▶ Records drawn from a collection:
* begin *

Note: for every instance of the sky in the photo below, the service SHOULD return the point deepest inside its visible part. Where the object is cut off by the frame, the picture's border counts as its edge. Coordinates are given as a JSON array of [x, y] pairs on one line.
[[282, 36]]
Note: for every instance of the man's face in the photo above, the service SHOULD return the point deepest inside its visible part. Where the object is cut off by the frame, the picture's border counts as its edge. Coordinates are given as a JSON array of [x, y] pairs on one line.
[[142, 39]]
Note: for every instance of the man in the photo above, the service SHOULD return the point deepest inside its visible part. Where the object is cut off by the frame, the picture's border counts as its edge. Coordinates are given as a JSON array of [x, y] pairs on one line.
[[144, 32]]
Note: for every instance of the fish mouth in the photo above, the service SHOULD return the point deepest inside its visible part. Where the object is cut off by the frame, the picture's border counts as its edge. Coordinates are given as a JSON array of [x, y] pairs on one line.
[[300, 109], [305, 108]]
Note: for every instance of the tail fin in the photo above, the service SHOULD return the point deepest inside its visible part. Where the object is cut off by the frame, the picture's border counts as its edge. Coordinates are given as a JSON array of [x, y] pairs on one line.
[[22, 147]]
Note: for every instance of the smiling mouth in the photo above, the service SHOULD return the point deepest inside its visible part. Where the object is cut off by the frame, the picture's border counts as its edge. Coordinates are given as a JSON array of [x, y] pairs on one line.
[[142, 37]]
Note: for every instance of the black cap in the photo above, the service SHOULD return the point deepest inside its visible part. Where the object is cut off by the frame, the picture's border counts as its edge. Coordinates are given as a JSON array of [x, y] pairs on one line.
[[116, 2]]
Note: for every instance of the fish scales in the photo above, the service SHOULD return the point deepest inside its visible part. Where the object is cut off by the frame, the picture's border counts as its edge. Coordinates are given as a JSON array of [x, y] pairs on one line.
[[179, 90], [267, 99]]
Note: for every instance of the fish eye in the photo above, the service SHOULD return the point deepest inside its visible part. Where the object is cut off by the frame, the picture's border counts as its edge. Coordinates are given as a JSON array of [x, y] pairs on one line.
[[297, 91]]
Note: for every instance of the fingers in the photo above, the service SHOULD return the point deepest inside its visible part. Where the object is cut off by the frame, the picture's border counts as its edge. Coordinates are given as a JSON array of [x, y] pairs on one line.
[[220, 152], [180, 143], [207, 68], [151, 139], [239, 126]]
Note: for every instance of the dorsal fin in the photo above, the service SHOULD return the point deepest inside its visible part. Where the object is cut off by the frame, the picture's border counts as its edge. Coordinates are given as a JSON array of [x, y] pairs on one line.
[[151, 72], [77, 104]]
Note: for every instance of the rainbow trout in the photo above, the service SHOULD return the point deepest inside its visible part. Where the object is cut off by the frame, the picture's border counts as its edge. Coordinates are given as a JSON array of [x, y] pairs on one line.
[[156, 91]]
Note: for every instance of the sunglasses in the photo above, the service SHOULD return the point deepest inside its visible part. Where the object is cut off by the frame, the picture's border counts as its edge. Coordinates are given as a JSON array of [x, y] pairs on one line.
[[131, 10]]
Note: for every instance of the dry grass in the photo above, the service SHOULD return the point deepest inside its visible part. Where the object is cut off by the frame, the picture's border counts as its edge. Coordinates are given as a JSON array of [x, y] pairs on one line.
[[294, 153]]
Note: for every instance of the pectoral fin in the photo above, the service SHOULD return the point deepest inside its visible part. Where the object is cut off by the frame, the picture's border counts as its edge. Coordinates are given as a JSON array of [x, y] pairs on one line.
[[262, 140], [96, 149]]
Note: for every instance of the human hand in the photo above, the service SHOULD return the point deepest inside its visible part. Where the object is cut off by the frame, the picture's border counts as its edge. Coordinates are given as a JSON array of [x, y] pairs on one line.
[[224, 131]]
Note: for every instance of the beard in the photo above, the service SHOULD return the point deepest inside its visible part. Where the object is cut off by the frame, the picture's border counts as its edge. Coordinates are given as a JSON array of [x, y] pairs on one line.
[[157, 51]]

* end *
* begin *

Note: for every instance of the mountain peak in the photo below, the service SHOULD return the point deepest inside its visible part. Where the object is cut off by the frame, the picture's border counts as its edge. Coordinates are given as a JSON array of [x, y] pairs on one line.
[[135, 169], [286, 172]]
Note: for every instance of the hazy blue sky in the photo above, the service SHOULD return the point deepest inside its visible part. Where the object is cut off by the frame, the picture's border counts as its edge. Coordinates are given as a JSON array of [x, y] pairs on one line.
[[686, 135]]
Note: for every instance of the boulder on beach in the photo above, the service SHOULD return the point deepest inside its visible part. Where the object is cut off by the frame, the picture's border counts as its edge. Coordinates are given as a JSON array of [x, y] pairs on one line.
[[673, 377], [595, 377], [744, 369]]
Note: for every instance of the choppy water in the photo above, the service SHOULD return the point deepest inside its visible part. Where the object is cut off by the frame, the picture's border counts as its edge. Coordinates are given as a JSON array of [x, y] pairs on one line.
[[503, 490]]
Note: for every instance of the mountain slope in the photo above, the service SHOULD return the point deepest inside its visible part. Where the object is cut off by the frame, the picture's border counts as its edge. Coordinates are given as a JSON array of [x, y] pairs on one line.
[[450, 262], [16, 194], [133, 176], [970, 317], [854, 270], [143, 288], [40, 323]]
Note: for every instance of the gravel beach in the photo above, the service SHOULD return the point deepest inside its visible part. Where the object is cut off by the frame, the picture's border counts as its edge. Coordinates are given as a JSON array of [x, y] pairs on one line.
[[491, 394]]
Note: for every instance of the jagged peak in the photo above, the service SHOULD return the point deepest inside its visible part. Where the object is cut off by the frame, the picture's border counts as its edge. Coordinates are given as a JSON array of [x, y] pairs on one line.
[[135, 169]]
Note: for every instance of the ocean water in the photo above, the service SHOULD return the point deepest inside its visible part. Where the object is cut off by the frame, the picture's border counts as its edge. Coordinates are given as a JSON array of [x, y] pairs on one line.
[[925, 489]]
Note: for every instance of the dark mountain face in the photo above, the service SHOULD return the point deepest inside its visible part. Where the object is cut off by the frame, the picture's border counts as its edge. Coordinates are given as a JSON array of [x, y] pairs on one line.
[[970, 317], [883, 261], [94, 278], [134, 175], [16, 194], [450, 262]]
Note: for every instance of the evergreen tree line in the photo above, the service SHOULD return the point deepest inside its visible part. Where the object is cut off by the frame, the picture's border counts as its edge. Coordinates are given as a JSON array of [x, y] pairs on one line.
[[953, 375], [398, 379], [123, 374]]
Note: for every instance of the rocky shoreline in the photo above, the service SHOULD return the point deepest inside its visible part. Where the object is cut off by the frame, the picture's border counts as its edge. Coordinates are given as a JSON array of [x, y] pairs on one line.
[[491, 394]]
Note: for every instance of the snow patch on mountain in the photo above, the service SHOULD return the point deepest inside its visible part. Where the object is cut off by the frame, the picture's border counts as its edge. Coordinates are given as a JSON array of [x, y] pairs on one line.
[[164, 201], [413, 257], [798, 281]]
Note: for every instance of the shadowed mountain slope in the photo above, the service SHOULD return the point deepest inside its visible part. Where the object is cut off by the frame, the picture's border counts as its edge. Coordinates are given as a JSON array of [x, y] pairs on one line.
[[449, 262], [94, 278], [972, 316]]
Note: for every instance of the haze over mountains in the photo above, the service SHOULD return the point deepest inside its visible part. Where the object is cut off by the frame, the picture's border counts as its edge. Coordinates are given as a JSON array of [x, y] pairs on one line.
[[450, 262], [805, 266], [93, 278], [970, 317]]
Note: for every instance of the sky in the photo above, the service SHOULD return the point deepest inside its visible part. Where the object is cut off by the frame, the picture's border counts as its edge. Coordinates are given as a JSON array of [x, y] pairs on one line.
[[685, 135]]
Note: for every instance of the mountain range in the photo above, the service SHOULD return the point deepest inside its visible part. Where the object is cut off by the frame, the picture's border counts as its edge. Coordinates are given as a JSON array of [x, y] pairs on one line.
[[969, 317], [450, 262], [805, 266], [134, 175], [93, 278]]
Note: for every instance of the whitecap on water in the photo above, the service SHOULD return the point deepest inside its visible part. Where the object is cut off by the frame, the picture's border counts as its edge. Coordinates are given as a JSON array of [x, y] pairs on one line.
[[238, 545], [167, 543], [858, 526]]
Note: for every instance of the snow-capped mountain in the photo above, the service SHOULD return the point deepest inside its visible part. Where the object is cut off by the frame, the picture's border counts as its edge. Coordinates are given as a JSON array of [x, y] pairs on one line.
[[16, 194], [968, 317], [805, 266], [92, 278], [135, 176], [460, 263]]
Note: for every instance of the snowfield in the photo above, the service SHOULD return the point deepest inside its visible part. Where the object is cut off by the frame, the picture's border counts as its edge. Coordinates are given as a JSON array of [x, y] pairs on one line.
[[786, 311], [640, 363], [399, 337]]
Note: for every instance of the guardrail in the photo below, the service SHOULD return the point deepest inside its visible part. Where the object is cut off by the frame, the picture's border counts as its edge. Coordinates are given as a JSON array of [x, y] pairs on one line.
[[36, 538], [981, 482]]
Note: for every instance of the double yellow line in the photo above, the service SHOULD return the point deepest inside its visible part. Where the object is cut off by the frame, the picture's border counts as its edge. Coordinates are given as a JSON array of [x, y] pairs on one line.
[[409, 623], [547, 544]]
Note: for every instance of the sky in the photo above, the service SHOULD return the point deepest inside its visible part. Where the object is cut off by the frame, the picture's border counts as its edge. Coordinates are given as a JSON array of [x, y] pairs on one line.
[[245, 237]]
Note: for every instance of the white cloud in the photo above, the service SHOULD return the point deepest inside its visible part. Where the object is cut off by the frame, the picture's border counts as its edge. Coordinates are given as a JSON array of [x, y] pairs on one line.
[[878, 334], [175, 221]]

* end *

▶ What is needed:
Reproduce the records above without any change, starting at the line that contains "Note: for every instance of the guardrail" and stopping after the line that contains "[[878, 334], [175, 221]]".

▶ Output for this exercise:
Note: for every instance of the guardrail in the photo below, the service SHOULD return the point deepest inside its visible part. Where the object is cut off by the frame, the picture's border counts as its edge. Coordinates are given as a JSON array of [x, y] pairs on one line.
[[36, 538], [981, 482]]
Note: for every instance of the double yellow line in the photo above, the service SHOULD return the point deepest inside its visible part. Where the object is cut off by the frame, the picture's border counts as its edge. Coordinates are given as a JSON array of [x, y] pairs on one line.
[[409, 623], [547, 544]]
Note: for every instance of the sky in the photo above, the service SHOULD return the point deepest inside its visible part. Where the object is cut off by the frame, the picture's border counts as its edge. Coordinates are given as a JSON array of [x, y] pairs on one line.
[[245, 237]]
Note: for every instance of the white cloud in the photo above, the service SHOULD return the point deepest inside its visible part. Where the object is cut off by the frame, the picture's border counts as its edge. Coordinates are given as a JSON array of [x, y] pairs on one line.
[[878, 334], [175, 221]]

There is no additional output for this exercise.